[begin DOCUMENT EXCERPT]

The movement of people, animals, and vehicles through the ancient urban environment had a significant impact on the shape of ancient cities, but as an object of study, urban traffic is a relatively recent area of interest, one that has tended to focus on the Roman world. The range of methods available to consider the topic, however, are relatively many, including literary analysis, archaeological field survey, and a battery of technical methods, such as Space Syntax, Network Analysis, and Agent-Based Modeling. In all of these approaches, two models of movement—pedestrian and vehicular—remain paramount. The results of studying urban traffic have shed new light on the impact of different forms of urban design, the ways in which ancient people navigated those designs, and norms and formal systems in place in urban environments to order the movement of people and vehicles.


  • Roman Law
  • Roman Material Culture

Whether on foot or borne by animals or vehicles, the movement of people and goods through ancient cities shaped those cities and the lives of those within them. The clustering of humble shopfronts on commercial streets and the monumental facades of processional routes alike owe their character to the passage of people moving for different purposes along their lengths. Indeed, as one of the most common elements of everyday urban life, interest in wheeled and pedestrian traffic consequently has become more defined in the classical world as greater attention is paid to non-elites and their material culture. Urban traffic is in fact another window onto everyday life, opening up opportunities to examine the reciprocal effects of city plans and their architectural elaborations on the political, economic, and social landscapes draped over them.

Specifically, movement is an important variable in the analysis of the urban fabric, one that complements previous research on city plans and literary descriptions of ancient urban life. In concert, these forms of evidence now permit us to model the movement potentials of different urban plans from different regions and historical eras (e.g., Pompeii and Perge), to evaluate long-debated notions of traffic control (e.g., the daytime ban on carts in Rome), and even show that (at least) the Romans, as a rule drove on the right and even implemented one-way streets, but did contravene these rules when circumstances allowed and/or required it. Interest in and evidence for ancient traffic, however, is not distributed equally, and most of our sources of information come from the Roman world in the imperial period. Evidence from Pompeii and Italy more generally dominates, though North Africa and Asia Minor have many urban sites were some evidence for urban traffic survives. What we can say about the topic today therefore reflects these limitations of chronology and space.

[end DOCUMENT EXCERPT]

TASK REQUIREMENTS.
1. According to the passage on ancient urban traffic, which two models of movement remain paramount across all approaches?
2. Recast the part of the records that opens with the line containing "Presence check: is any orange slice" and closes with the line containing "171;1;251;77" as a Markdown table with the columns Number and Record line, omitting blank lines.
The passage on ancient urban traffic and the records have no connection to each other.

[begin ENTRIES PROVIDED]

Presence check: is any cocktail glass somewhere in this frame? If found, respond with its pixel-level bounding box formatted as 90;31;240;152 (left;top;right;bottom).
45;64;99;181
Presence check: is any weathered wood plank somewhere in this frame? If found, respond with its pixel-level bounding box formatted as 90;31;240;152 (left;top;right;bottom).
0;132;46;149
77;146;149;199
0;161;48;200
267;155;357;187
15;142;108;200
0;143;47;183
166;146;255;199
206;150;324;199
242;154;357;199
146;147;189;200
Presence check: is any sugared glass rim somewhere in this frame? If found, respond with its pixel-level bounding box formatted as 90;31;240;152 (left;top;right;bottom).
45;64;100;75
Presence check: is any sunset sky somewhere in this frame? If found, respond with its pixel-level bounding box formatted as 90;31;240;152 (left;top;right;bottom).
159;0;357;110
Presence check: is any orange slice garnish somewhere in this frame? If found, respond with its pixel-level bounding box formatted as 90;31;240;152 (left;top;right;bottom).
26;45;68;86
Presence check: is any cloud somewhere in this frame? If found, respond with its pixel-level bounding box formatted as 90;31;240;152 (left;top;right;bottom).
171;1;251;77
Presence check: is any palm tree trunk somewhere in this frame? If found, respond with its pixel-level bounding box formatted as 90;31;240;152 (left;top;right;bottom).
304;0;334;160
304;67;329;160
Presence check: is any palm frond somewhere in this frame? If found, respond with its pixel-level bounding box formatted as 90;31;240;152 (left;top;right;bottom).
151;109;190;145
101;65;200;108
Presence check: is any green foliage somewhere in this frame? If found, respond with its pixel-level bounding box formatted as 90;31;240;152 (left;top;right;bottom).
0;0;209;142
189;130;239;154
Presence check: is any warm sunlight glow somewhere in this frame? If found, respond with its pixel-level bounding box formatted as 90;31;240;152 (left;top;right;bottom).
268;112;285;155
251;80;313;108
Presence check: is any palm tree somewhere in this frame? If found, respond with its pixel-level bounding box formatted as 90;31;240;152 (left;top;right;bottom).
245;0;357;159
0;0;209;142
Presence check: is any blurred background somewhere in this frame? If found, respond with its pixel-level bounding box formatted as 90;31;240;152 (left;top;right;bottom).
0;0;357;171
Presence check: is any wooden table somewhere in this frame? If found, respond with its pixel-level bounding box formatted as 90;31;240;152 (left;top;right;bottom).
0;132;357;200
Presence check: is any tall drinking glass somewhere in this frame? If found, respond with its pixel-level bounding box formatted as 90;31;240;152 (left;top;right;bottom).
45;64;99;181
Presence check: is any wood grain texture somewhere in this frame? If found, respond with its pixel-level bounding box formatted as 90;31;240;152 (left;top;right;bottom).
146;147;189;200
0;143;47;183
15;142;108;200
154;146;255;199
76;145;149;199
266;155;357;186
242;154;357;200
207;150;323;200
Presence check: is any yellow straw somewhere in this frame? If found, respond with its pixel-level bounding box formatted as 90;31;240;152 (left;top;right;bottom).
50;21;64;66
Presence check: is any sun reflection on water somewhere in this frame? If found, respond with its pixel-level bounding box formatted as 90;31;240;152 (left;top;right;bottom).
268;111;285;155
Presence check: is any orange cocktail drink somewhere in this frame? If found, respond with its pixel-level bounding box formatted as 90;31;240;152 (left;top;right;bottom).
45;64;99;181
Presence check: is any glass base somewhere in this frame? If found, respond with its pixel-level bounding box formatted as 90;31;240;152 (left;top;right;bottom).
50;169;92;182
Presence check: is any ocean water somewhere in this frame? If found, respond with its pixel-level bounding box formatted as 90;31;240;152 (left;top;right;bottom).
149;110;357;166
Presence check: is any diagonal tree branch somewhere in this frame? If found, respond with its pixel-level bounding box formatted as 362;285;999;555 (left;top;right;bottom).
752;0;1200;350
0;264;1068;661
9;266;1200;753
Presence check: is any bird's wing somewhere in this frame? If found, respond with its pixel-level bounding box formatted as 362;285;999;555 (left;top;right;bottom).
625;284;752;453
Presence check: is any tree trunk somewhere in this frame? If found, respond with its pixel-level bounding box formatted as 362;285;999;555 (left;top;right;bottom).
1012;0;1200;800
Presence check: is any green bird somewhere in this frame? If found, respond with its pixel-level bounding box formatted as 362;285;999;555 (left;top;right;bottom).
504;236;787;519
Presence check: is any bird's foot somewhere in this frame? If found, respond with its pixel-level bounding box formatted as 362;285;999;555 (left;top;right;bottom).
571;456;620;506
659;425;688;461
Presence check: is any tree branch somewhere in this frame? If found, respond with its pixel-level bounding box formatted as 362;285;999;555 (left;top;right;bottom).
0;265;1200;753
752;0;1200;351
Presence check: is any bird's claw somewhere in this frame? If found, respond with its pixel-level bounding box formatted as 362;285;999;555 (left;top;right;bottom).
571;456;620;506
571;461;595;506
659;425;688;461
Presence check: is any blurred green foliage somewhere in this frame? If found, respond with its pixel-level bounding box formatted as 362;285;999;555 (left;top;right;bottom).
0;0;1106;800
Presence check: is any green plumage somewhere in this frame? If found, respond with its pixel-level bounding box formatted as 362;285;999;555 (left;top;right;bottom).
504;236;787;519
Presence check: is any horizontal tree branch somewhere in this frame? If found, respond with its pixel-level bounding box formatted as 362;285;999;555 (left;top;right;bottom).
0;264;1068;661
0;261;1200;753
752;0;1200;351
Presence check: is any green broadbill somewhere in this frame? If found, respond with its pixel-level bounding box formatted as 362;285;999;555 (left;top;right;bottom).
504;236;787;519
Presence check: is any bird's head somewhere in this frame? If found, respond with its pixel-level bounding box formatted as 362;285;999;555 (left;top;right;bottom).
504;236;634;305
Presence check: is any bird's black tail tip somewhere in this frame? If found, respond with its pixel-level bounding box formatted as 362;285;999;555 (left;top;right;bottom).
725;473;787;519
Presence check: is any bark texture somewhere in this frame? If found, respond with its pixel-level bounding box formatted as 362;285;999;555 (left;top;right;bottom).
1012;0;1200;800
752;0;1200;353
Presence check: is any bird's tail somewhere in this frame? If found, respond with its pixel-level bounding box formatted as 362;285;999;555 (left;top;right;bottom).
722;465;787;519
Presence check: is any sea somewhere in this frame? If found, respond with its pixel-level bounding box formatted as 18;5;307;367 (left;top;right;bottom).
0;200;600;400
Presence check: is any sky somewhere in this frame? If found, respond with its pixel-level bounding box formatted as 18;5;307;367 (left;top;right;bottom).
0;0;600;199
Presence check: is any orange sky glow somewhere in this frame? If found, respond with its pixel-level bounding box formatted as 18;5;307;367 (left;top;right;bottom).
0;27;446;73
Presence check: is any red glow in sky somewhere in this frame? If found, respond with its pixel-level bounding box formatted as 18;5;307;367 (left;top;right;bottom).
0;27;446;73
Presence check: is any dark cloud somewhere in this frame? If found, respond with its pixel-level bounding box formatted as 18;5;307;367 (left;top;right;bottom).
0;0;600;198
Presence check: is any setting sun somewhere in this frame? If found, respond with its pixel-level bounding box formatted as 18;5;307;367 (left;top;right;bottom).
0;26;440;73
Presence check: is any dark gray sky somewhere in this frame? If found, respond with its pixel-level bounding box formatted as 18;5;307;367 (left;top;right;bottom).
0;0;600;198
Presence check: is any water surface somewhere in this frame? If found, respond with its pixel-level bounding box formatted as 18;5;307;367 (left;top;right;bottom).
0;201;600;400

[end ENTRIES PROVIDED]

SOLUTION SET.
1. Pedestrian and vehicular.

2.
| Number | Record line |
|---|---|
| 1 | Presence check: is any orange slice garnish somewhere in this frame? If found, respond with its pixel-level bounding box formatted as 90;31;240;152 (left;top;right;bottom). |
| 2 | 26;45;68;86 |
| 3 | Presence check: is any cloud somewhere in this frame? If found, respond with its pixel-level bounding box formatted as 90;31;240;152 (left;top;right;bottom). |
| 4 | 171;1;251;77 |